> **Passage shown**
┄┄┄┄┄┄┄┄┄┄┄┄┄┄┄┄┄┄┄┄
I’ll be going for another walk tomorrow – along several miles of airport travelators: just a tad less picturesque than the Cotswolds or the Brecon Beacons perhaps, but it’s the way home.

33 Comments

  1. Kaye McIntyre

    That was a wonderful read! We had a caravan in Reculver for many years and it’s a wonderful part of the world to be. Brought back memories. Thank you.

    • Thanks for visiting and commenting, Kaye! What a lovely sunny, breezy place Reculver is! Can’t wait to head home :-)

  2. Rick

    A beautifully evocative piece about an English summer. As always, written with humour and in wonderfully structured prose. With the way you write, your readers are almost as much a part of the experience as you were.

  3. Rick

    ……….by the way its been far too long since your last blog. We were all beginning to get withdrawal symptoms………

  4. Ah, to be out walking . . . I cannot think about anything more pleasurable! Have a lovely “walk” home.

    • I will! – Thank you! And thanks for visiting. Hope your adventures are going well :-)

  5. You took me along with you on those walks…absolutely lovely.
    And how right you are about the ability to talk without inhibition when walking…

    • Thanks, Helen. Walking in the countryside is probably one of the things I miss most about home. Hope all is well with you.

  6. Your words and photos are a joy to the senses!

  7. You’re back :)
    Aw, that made me miss England. The countryside sure is beautiful on a warm summer’s day.

    • Absolutely. It’s even beautiful on a grey and drizzly day in my opinion. Thanks for popping by :-)

  8. Lovely to hear from you after so long. I am disabled and sadly unable to do long walks any more – you took me along with you in countryside I used to call home too, having lived both in Brighton and Canterbury. It reminded me of companionable walks from my past, healthy life. Thank you! :)

    • So glad you liked it Liz – thank you for reading :-) Love that you can picture some of these places from your own experiences!

  9. I’m jealous – I’d like a nice walk that ended in me having ruddy cheeks and a pint of something or other! x

  10. Where have you been???? I have missed your posts. Holidaying in the UK is no excuse…. :)

    • Hi PN! Nice to see you! You’re right – no excuses – less holidaying, more blogging :-D

  11. There is something about returning home that makes you appreciate the landscape, the people and even the weather! Lovely, well written post. And now I know why you liked my Sandwich post!

  12. What glorious photographs. My parents live near Sissinghurst – it is one of my very favourite places to visit.

    • Hi Joanna – welcome to H&H! I’d never been to Sissinghurst before – it’s such a special place. I’d love to go back and see it in different seasons…

  13. Sounds like you’ve had a healing mind body and spirit experience Lucy. Do you miss the heat and sand of Dubai though? all the best Diana

    • Oh I love being home, Diana. And no… I didn’t miss the heat and sand too much :-)

  14. Beautifully written. I was there with you, an the photos are fabulous. Now I feel homesick: can I come too? I’m glad you’re back, I was starting to wonder where you’d gone :-)

  15. glad to see you back!! I kept popping round the door to see if anybody was in, but nobody was home for a while…. quite an evocative piece of writing you’ve got here, and beautiful images. Are you now sitting in the sun?

    • Helloo! Yes, back in the sunshine – and this is the time of year it all gets quite pleasant – because you actually can sit in the sun without melting. Any plans for some winter sunshine in Croatia?
┄┄┄┄┄┄┄┄┄┄┄┄┄┄┄┄┄┄┄┄
> **Data excerpt**
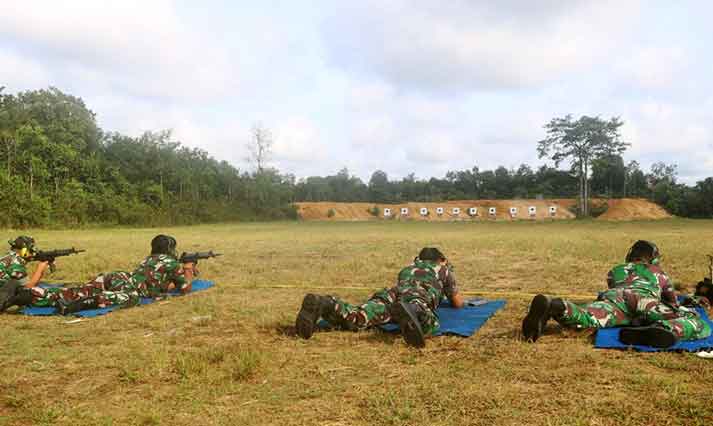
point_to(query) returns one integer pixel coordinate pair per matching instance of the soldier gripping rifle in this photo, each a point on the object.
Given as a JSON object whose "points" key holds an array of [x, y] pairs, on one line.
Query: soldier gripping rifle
{"points": [[49, 256], [194, 257]]}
┄┄┄┄┄┄┄┄┄┄┄┄┄┄┄┄┄┄┄┄
> **The problem**
In the walking post and its comments, where does Kaye McIntyre say they had a caravan for many years?

> **Solution below**
In Reculver.